Search the material for the word "aircraft" and copy every line in which it occurs.

• [SUPPLIED ENTRIES]:
───
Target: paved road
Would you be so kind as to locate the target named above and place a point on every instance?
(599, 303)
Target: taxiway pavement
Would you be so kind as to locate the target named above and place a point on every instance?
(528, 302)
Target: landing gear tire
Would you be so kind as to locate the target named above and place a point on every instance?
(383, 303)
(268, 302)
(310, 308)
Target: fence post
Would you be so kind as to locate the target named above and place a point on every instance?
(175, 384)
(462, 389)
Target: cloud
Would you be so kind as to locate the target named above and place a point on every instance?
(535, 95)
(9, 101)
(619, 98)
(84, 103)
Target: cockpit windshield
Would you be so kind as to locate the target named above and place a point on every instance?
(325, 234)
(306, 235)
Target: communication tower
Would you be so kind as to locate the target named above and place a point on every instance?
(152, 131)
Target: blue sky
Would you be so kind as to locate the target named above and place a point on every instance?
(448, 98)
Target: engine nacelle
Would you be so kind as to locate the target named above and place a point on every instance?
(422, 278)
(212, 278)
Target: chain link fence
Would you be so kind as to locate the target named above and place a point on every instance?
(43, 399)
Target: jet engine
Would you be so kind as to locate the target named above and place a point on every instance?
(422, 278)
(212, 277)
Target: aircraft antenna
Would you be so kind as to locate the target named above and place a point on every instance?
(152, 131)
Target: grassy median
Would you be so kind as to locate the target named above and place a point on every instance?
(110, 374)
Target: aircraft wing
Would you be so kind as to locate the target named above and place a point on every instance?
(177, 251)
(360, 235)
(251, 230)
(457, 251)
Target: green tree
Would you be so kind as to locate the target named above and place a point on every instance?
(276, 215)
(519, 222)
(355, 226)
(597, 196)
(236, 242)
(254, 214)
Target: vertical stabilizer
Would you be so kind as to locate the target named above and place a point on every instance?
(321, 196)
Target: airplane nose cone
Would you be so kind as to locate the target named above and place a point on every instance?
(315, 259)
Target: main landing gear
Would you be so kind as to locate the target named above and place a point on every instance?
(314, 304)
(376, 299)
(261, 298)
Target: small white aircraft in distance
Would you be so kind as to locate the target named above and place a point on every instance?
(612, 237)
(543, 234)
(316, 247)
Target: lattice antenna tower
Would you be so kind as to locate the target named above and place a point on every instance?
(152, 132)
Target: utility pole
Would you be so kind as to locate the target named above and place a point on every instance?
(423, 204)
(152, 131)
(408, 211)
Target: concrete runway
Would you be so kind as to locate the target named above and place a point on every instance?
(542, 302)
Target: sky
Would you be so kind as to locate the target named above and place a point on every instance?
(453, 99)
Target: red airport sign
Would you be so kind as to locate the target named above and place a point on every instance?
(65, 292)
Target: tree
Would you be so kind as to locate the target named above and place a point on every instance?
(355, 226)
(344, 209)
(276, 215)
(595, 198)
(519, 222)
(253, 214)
───
• [TASK RESPONSE]:
Target: aircraft antenna
Target: aircraft wing
Target: small white aircraft in distance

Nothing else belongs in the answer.